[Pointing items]
——————————
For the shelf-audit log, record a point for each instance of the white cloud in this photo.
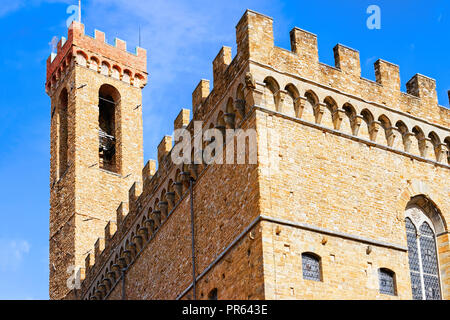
(12, 253)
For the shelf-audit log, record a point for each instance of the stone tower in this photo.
(96, 144)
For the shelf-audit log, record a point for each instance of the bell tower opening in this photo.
(62, 132)
(108, 106)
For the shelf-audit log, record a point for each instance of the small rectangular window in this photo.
(387, 281)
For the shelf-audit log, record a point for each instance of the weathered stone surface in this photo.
(339, 158)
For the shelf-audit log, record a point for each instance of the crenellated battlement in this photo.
(115, 61)
(291, 85)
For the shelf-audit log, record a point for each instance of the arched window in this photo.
(311, 267)
(387, 281)
(63, 132)
(109, 99)
(422, 255)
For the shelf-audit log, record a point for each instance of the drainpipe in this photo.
(194, 287)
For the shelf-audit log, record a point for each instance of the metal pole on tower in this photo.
(79, 11)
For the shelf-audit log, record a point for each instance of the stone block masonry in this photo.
(343, 164)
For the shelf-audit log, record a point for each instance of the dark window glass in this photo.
(311, 267)
(387, 285)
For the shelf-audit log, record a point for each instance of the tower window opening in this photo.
(107, 129)
(63, 132)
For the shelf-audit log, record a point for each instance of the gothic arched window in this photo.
(422, 255)
(63, 132)
(311, 267)
(109, 99)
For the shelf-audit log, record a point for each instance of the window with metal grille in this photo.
(387, 281)
(423, 262)
(311, 267)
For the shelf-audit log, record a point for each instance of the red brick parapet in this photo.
(113, 61)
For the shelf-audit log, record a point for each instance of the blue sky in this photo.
(182, 39)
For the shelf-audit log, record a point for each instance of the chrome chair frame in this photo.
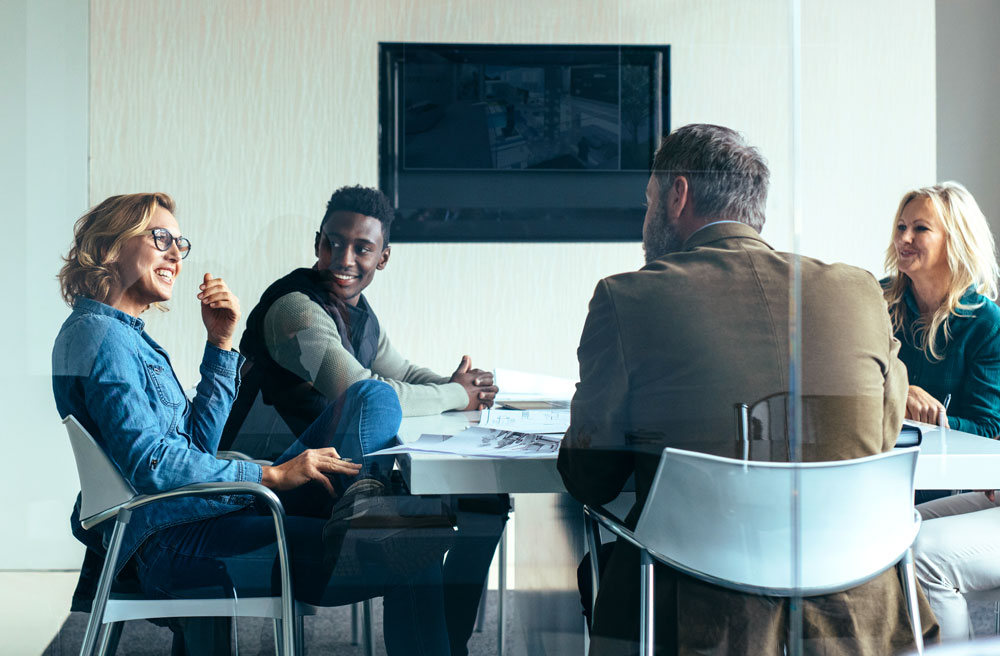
(597, 517)
(117, 499)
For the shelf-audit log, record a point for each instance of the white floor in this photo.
(33, 605)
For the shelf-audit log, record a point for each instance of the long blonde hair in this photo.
(971, 256)
(98, 239)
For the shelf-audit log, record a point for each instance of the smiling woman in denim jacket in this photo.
(118, 382)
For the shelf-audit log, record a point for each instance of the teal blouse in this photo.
(970, 370)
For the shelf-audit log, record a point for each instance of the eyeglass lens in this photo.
(164, 239)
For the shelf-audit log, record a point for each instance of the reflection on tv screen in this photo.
(487, 116)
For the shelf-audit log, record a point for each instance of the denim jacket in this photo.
(110, 375)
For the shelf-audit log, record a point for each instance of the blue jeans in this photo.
(235, 554)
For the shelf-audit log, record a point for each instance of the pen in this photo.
(942, 418)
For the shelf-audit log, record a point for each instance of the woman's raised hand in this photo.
(220, 310)
(310, 465)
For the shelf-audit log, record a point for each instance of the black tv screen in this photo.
(519, 142)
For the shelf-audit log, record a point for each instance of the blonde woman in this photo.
(941, 291)
(109, 373)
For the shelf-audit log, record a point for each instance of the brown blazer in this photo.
(666, 353)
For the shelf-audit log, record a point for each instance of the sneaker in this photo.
(406, 533)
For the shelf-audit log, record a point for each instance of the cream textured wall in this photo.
(43, 183)
(251, 112)
(968, 94)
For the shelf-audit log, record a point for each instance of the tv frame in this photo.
(512, 223)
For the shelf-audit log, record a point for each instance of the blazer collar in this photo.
(717, 232)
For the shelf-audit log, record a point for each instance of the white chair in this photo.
(738, 525)
(105, 494)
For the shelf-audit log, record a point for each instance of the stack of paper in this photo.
(526, 421)
(529, 391)
(484, 443)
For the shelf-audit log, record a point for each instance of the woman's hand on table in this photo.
(921, 406)
(220, 310)
(478, 384)
(310, 465)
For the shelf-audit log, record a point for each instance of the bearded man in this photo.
(666, 353)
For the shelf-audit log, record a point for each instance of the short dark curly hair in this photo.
(363, 200)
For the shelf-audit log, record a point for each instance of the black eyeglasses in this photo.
(163, 240)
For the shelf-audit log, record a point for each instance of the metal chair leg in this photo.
(355, 618)
(910, 592)
(501, 587)
(278, 643)
(369, 630)
(94, 624)
(647, 612)
(300, 630)
(107, 642)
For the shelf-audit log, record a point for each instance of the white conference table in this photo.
(549, 536)
(949, 460)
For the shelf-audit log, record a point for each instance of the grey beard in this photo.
(660, 239)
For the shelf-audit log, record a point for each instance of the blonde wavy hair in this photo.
(98, 239)
(971, 256)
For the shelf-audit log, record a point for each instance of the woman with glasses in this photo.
(119, 383)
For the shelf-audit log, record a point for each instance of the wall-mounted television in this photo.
(519, 142)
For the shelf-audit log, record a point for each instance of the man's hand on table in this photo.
(478, 384)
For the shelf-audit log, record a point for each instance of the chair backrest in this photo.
(745, 525)
(102, 488)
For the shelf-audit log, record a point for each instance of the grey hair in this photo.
(727, 177)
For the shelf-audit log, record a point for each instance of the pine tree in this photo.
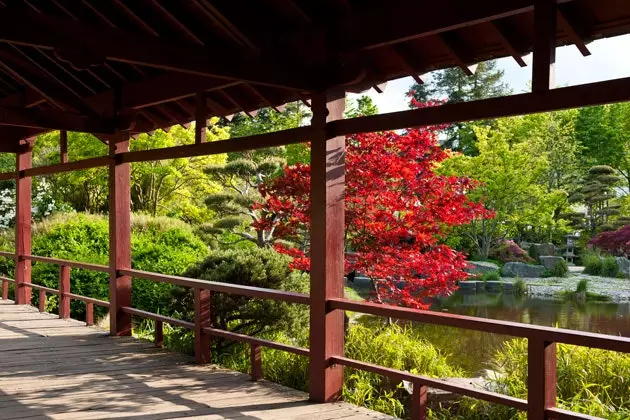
(453, 86)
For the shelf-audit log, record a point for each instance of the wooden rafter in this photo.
(116, 45)
(507, 44)
(573, 30)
——————————
▸ **Written problem**: Convert every line of the items above into a JSON list of strings, one string per line, omitting blank lines. Leave the pictures out of the list.

▸ **Result**:
[
  "For the shelf-audit log, record a point for each instance of the white cloud in this photo.",
  "(12, 253)",
  "For the shelf-audit log, record a point for each instance of the stone tower in this photo.",
  "(96, 144)",
  "For the shelf-audit log, record a point for each instance of the bell tower opening in this photo.",
  "(62, 132)",
  "(108, 106)",
  "For the shelf-audit log, record a point for each instance of the small rectangular window in this photo.",
  "(387, 281)",
  "For the shelf-audit log, record a point for each instance of the weathered stone surface in this photo.",
  "(339, 158)",
  "For the shelf-audit log, record a point for each instance of the crenellated battlement in this photo.",
  "(115, 61)",
  "(291, 85)",
  "For the shelf-audit log, record a point for each instance of the arched window in this photo.",
  "(311, 267)",
  "(387, 281)",
  "(63, 132)",
  "(109, 99)",
  "(422, 255)",
  "For the shelf-audit log, record a point for each instance of the drainpipe in this photo.",
  "(194, 287)",
  "For the shelf-audit log, record a point for each instance of the metal pole on tower in this photo.",
  "(79, 11)",
  "For the shelf-audit log, record a point for each instance of the stone block masonry in this photo.",
  "(343, 164)",
  "For the shelf-audit log, record a point for each instance of the dark window glass in this photo.",
  "(311, 267)",
  "(387, 285)",
  "For the shelf-audit log, record a point for each instance of the tower window opening in this photo.",
  "(107, 129)",
  "(63, 132)",
  "For the shelf-audit log, record a point for each instance of the gothic arched window in this photo.",
  "(422, 255)",
  "(63, 132)",
  "(311, 267)",
  "(109, 99)",
  "For the shelf-audit log, record a point for each instance of the window with metal grille in this photo.",
  "(387, 281)",
  "(423, 262)",
  "(311, 267)",
  "For the shelf-audit log, record a point for each instance of the red brick parapet in this photo.",
  "(113, 61)",
  "For the shelf-audit log, record a point for each instance of the blue sky in this photo.",
  "(182, 39)",
  "For the shelf-audit log, record a point for each instance of the chrome chair frame in this photo.",
  "(597, 517)",
  "(117, 499)",
  "For the shelf-audit log, record a point for each instance of the white floor in this photo.",
  "(33, 605)",
  "For the shelf-audit log, record a point for each instance of the long blonde hair in this photo.",
  "(971, 256)",
  "(98, 239)",
  "For the shelf-audit log, record a point for each instance of the smiling woman in denim jacket in this photo.",
  "(118, 382)",
  "For the shelf-audit log, record a point for each instance of the teal blouse in this photo.",
  "(970, 370)",
  "For the shelf-audit log, record a point for each instance of the eyeglass lens in this photo.",
  "(164, 239)",
  "For the shelf-audit log, record a point for each instance of the reflection on tv screen in this photo.",
  "(487, 116)",
  "For the shelf-audit log, record a point for each instance of the denim jacket in this photo.",
  "(110, 375)",
  "For the shelf-audit log, record a point for each instance of the blue jeans in this photo.",
  "(235, 554)",
  "For the shelf-audit log, record a point for each instance of the pen in this photo.",
  "(942, 418)",
  "For the shelf-audit log, record a point for each instance of the woman's raised hand in this photo.",
  "(220, 310)",
  "(310, 465)",
  "For the shelf-audit log, record a point for each instance of the black tv screen in this photo.",
  "(519, 142)",
  "For the shelf-audit log, record a point for each instance of the blonde woman in this photo.",
  "(941, 291)",
  "(109, 373)",
  "For the shelf-audit log, record a point for each instance of the brown blazer in this photo.",
  "(666, 353)",
  "For the shelf-audit log, record a point for each instance of the sneaker in this photo.",
  "(406, 533)",
  "For the shelf-audit log, record a point for each instance of the cream textured wall in this photo.",
  "(43, 183)",
  "(251, 112)",
  "(968, 94)",
  "For the shelf-audit log, record a point for each instance of the tv frame in this photo.",
  "(512, 223)",
  "For the shelf-audit log, record a point for each instance of the blazer collar in this photo.",
  "(717, 232)",
  "For the shelf-audit log, record a point for each instance of the white chair in this photo.",
  "(738, 525)",
  "(105, 494)",
  "For the shelf-audit log, record a point for each instance of the stack of paper in this photo.",
  "(526, 421)",
  "(529, 391)",
  "(484, 443)",
  "For the shelf-audit log, record a point for each instance of the woman's hand on table in this photo.",
  "(921, 406)",
  "(220, 310)",
  "(478, 384)",
  "(310, 465)",
  "For the shelf-audit log, record a point for each instance of the bearded man in this photo.",
  "(666, 353)",
  "For the shelf-audit log, record a point for each instance of the short dark curly hair in this photo.",
  "(363, 200)",
  "For the shelf-audit log, record a point for each instance of the black eyeglasses in this photo.",
  "(163, 240)",
  "For the shelf-audit log, record a point for each instance of the metal chair leg in this photo.",
  "(355, 618)",
  "(910, 592)",
  "(501, 587)",
  "(278, 643)",
  "(369, 630)",
  "(94, 624)",
  "(647, 612)",
  "(300, 630)",
  "(107, 642)",
  "For the shelf-audit log, record a point for each instance of the white conference table in this photo.",
  "(549, 536)",
  "(949, 460)",
  "For the shelf-audit log, record a point for each instance of the grey beard in this photo.",
  "(660, 239)",
  "For the shelf-audit log, record a point for each instance of the blonde wavy hair in this photo.",
  "(98, 239)",
  "(971, 256)",
  "For the shelf-audit log, record a point for each instance of the woman with glasses in this photo.",
  "(119, 383)",
  "For the shelf-audit log, record a point for each instance of the wall-mounted television in this photo.",
  "(519, 142)",
  "For the shelf-audit log, record a point for each instance of the man's hand on table in this photo.",
  "(478, 384)",
  "For the shelf-audit log, record a point for each instance of the chair backrest in this photo.",
  "(745, 525)",
  "(102, 488)",
  "For the shelf-audit log, record a point for each instance of the grey hair in this photo.",
  "(727, 177)",
  "For the shelf-audit log, record a point for each instance of the pine tree in this photo.",
  "(453, 86)",
  "For the shelf-audit log, record a point for each instance of the wooden rafter in this photo.",
  "(116, 45)",
  "(507, 44)",
  "(573, 30)"
]